__Goal of the exercise__. Please repeat, exactly as written, the line containing "Could you point to every instance of the raised" and every line after it through the end of the records below.

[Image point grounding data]
################
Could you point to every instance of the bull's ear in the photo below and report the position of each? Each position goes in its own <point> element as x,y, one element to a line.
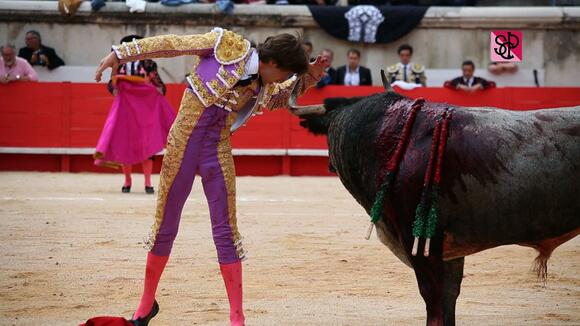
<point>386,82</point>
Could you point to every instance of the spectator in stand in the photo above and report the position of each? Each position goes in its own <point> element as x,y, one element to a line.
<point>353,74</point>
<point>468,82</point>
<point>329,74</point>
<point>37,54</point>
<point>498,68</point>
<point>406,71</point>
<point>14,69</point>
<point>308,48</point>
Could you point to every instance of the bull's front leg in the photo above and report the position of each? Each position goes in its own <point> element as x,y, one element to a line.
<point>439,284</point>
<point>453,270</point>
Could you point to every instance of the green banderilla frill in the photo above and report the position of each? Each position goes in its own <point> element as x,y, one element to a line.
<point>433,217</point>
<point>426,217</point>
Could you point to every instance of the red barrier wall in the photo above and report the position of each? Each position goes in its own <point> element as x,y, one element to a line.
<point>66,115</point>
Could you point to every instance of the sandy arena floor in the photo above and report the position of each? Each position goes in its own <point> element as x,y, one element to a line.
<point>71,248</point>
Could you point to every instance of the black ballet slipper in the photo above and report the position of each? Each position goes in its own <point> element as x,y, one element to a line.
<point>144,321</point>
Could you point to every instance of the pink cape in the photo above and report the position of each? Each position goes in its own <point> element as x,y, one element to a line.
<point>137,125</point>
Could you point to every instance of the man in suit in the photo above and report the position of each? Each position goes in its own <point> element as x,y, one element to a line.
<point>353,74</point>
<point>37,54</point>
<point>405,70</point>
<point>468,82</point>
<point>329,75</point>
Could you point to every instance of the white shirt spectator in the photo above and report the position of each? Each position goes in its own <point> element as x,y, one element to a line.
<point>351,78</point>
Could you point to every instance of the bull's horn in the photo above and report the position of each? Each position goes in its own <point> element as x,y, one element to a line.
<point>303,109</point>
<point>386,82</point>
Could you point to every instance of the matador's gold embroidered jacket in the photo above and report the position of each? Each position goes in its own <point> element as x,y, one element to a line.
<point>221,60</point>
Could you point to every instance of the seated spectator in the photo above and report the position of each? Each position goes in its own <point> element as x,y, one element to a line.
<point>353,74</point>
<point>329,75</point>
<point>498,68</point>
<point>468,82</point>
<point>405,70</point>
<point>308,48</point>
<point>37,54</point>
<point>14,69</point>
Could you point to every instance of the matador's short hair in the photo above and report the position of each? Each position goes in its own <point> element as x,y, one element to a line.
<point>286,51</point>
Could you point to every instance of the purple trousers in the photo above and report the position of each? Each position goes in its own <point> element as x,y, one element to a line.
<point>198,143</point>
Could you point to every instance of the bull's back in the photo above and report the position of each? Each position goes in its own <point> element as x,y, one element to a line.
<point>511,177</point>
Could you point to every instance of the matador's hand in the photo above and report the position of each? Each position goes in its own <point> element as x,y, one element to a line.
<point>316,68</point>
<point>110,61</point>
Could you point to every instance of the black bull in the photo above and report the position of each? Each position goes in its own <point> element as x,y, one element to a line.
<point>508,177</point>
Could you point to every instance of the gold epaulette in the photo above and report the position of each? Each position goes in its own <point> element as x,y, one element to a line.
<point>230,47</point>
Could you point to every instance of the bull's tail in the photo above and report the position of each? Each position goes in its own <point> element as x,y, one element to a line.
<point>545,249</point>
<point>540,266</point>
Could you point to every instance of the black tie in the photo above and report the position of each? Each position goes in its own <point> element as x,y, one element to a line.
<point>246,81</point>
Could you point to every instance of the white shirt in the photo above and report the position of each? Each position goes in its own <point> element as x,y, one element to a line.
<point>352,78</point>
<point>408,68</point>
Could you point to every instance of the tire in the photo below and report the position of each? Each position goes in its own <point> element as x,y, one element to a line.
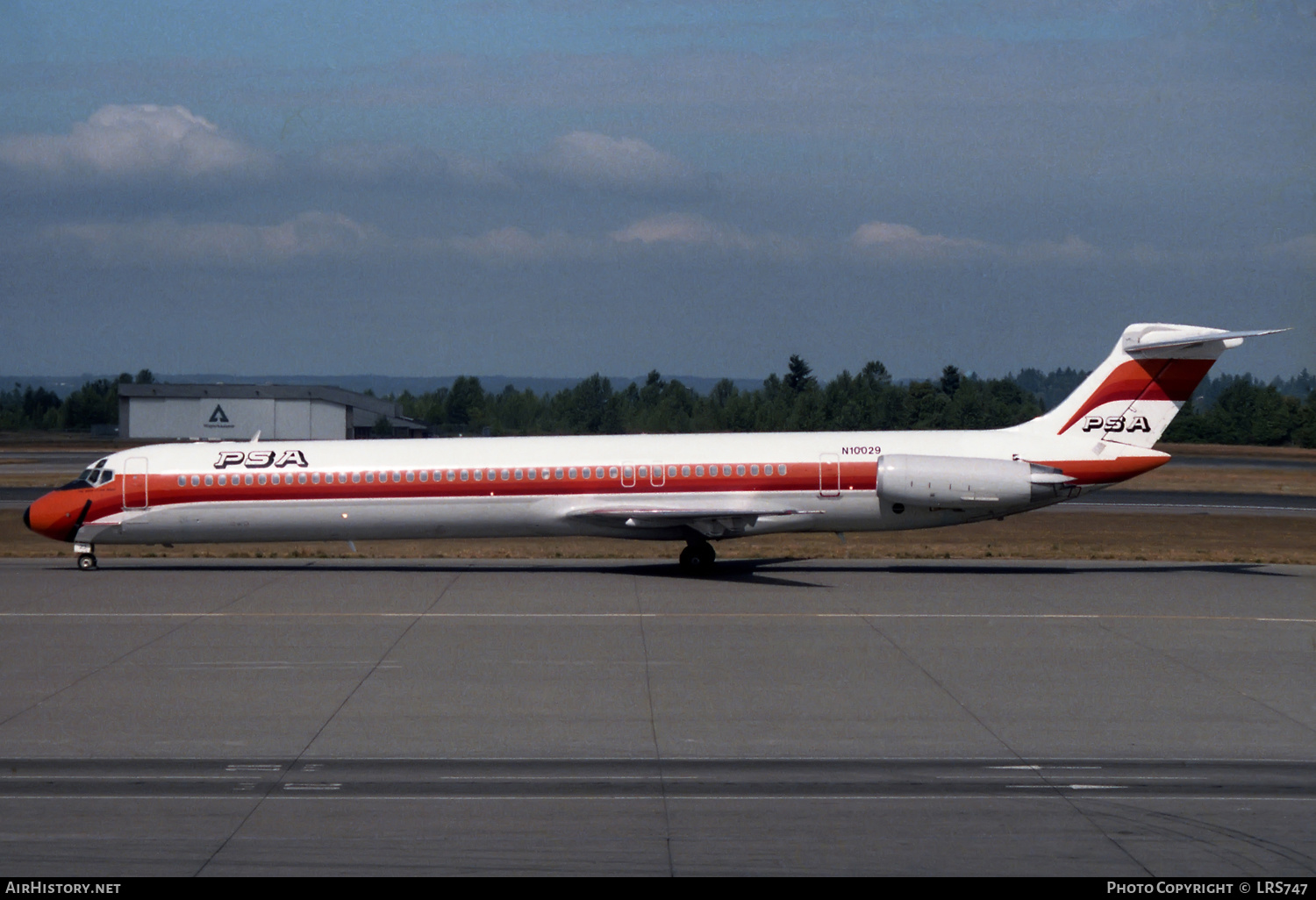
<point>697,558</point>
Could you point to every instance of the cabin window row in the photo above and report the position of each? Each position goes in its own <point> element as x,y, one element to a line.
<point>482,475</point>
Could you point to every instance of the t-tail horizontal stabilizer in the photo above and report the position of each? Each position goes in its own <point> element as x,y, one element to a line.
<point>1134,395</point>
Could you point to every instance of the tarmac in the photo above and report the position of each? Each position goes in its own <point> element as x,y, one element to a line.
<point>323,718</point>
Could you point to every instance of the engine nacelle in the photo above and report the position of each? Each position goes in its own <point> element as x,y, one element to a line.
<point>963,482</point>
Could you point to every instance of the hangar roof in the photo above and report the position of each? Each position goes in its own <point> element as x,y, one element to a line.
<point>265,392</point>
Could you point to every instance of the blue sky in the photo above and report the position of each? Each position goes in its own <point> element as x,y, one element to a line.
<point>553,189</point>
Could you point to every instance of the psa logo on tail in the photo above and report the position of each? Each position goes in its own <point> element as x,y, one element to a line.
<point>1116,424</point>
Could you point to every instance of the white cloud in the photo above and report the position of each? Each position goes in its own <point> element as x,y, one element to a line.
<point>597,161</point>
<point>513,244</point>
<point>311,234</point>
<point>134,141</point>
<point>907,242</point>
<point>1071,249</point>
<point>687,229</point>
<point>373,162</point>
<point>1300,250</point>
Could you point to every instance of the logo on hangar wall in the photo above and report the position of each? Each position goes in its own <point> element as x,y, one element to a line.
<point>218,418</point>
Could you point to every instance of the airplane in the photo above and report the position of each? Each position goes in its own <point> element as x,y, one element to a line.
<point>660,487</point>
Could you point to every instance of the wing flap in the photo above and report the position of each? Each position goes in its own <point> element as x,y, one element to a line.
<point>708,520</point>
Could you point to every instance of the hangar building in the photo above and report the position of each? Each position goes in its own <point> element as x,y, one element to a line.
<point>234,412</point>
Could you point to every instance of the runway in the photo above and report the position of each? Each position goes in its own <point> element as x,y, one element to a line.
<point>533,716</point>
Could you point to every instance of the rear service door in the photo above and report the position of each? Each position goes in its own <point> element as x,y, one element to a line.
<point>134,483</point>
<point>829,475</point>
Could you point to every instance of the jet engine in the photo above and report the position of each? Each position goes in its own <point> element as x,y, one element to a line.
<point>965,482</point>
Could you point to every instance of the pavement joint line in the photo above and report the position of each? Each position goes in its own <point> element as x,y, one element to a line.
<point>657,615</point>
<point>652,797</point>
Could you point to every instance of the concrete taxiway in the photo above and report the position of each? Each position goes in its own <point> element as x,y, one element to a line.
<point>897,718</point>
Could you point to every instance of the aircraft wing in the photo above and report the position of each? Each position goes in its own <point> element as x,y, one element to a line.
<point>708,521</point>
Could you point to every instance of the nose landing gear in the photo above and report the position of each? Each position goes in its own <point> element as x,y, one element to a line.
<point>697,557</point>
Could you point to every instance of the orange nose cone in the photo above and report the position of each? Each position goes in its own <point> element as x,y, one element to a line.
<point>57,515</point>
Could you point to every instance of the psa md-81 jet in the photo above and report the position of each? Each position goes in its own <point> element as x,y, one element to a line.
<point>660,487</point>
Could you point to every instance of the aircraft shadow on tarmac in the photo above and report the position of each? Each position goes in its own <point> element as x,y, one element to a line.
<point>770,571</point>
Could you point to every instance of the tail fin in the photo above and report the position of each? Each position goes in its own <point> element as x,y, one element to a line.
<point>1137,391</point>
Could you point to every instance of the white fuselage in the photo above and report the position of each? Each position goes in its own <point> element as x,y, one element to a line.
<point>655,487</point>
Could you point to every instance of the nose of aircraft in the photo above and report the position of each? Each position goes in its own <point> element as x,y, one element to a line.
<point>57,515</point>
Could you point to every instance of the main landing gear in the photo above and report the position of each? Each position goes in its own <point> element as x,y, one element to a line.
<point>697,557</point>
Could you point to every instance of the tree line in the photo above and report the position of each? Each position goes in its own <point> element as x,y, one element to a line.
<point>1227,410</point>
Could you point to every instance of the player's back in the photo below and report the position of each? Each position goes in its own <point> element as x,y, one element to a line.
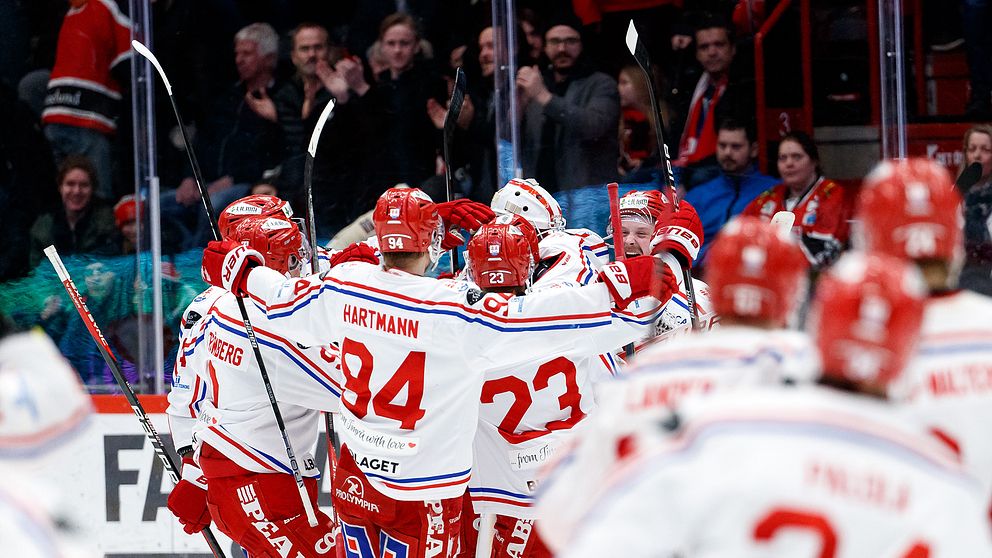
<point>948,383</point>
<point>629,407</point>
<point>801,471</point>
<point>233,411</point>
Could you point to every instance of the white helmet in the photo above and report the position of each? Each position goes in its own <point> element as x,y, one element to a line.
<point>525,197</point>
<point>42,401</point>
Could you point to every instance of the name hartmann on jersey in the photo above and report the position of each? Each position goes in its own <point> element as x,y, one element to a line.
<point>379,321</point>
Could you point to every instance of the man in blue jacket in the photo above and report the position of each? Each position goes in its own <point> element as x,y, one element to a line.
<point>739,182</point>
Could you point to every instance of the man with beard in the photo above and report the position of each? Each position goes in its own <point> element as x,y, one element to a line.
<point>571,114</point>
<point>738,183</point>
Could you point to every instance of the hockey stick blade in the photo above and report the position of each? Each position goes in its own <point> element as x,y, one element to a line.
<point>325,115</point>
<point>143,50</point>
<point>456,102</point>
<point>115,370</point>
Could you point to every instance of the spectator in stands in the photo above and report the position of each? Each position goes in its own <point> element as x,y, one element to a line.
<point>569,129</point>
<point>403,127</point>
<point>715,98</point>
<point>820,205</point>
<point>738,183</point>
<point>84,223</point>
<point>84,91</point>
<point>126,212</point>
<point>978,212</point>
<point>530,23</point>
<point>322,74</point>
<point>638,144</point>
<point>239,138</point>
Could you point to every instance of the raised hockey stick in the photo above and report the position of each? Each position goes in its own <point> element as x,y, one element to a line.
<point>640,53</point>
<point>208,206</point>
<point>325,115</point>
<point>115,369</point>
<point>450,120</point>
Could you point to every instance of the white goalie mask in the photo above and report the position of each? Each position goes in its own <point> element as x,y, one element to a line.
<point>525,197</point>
################
__Result of this task__.
Could you point to every instance of the raised hockey stick in the photo above and report the position of each? Each position goes in its own <point> element as x,y, one element to a line.
<point>640,53</point>
<point>208,206</point>
<point>325,115</point>
<point>115,369</point>
<point>450,120</point>
Could you point to every instance of the white goalie mask in the photo above and report the position of each? Each position goes in its own <point> element as x,y, one element to a line.
<point>525,197</point>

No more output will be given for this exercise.